**TEXT:**
--- START ---
I ask myself a version of the Apple or Google or Microsoft question - if only I'd known and bought <somebody or other> 20 years ago and held on all this time, look at where I'd be. If one had known what Apple would become back in the early '90's, think of it!


My version of that question is to look at the world as I see it today, and ponder - which company am I going to look back at from 2026 or 2036 and wish I'd bought back in 2016, and forgotten about?

This is all consistent with my own investment hypothesis around Tesla - that the company is disrupting businesses (plural) that makes the cell phone business look small. Does that mean Tesla will actually carry through and do the disrupting, or will somebody else come along in 5 years and upset the apple cart? Will #2 to market be able to learn from Tesla and take away all it's toys? Maybe.

And that's why I monitor the investment, to see if something in the investment thesis has changed. But quarterly numbers are WAY too fined grained for this evaluation. On this time scale, I am equally indifferent whether TSLA reaches 110 or 440 first (roughly 1/2 or 2x) - both are at least remotely possible based on swings we've seen in the past - as long as the larger investment thesis holds. (Except that if TSLA were at $110 today, I'd be buying :)).
--- END ---
**CHALLENGE 1:** List every company the Tesla passage names.
The Tesla passage and the entries have no connection to each other.

**PROVIDED DATA:**
--- START ---
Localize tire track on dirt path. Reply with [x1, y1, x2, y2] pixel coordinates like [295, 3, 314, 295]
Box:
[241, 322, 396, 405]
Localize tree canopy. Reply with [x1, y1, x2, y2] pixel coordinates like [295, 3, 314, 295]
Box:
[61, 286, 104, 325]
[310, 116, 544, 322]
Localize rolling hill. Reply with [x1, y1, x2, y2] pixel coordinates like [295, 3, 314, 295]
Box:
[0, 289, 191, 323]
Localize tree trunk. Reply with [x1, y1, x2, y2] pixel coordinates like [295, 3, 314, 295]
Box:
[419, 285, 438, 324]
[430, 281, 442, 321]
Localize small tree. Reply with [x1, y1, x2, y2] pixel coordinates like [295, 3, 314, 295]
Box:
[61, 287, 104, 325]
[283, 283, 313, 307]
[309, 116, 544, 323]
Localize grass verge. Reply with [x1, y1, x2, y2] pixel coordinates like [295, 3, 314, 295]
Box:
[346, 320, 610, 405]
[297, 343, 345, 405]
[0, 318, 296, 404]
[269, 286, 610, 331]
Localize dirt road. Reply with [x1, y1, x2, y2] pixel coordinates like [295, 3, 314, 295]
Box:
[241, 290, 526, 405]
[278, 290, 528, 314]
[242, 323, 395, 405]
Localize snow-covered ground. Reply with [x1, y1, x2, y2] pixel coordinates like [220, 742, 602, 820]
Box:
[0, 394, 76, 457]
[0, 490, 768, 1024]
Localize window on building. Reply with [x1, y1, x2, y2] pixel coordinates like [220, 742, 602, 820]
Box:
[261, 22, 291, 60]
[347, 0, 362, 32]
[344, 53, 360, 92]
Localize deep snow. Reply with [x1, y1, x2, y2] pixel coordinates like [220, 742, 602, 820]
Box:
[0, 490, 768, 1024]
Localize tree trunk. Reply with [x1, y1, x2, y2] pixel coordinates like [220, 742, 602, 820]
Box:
--- END ---
**CHALLENGE 2:** Please reproduce the entries starting at the line that contains "Localize rolling hill." and stopping after the line that contains "[430, 281, 442, 321]".

**RIGHT ANSWER 1:** Apple, Google, Microsoft, Tesla

**RIGHT ANSWER 2:**
Localize rolling hill. Reply with [x1, y1, x2, y2] pixel coordinates like [295, 3, 314, 295]
Box:
[0, 289, 191, 323]
Localize tree trunk. Reply with [x1, y1, x2, y2] pixel coordinates like [295, 3, 314, 295]
Box:
[419, 285, 438, 324]
[430, 281, 442, 321]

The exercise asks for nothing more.